(Short task) Extract every line of the records below that contains the string "tongue", treating uppercase and lowercase letters as distinct.

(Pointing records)

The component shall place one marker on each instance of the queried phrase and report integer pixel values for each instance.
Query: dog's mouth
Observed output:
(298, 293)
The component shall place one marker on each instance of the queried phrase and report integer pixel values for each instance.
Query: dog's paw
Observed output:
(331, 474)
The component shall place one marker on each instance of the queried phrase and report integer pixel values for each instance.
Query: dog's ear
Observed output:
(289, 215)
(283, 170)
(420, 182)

---

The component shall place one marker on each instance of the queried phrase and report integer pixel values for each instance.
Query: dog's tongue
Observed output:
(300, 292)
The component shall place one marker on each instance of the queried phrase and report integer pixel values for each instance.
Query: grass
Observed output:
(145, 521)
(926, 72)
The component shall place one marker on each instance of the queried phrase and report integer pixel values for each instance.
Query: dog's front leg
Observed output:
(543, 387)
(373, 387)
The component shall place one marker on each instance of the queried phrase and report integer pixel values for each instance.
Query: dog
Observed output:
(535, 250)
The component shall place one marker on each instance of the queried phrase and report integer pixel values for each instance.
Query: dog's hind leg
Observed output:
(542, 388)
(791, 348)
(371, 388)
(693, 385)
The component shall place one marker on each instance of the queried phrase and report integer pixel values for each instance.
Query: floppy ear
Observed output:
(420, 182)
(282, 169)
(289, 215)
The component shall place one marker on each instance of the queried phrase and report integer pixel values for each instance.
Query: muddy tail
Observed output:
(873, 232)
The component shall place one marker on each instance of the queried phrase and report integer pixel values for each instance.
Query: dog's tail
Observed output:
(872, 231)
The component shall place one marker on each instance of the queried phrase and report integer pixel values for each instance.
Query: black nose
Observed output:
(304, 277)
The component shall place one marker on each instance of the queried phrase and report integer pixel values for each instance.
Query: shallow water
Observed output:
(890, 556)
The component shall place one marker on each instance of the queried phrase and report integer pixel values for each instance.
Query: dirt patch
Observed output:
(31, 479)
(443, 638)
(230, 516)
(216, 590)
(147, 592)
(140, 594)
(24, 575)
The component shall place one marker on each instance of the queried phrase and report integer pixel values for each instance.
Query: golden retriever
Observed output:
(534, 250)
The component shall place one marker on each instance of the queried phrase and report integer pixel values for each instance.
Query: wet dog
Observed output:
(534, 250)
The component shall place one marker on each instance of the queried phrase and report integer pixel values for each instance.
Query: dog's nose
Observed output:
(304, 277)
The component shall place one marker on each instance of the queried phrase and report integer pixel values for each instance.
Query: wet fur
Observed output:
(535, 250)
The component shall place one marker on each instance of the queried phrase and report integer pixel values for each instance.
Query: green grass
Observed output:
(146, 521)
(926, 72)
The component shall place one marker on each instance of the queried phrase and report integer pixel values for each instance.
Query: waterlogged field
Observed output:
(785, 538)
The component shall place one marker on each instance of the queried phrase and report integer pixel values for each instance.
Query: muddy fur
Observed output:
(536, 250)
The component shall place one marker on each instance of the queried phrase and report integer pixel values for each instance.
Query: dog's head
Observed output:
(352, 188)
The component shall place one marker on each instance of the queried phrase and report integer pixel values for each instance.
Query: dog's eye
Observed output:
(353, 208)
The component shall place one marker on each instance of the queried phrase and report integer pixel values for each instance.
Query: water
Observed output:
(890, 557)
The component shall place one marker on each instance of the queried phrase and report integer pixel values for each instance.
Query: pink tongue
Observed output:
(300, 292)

--

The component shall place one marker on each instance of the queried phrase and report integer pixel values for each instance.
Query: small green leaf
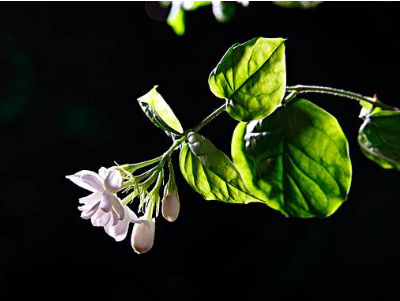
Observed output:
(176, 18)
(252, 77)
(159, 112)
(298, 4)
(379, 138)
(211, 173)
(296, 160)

(Worked solution)
Query: dog's tongue
Query: pink tongue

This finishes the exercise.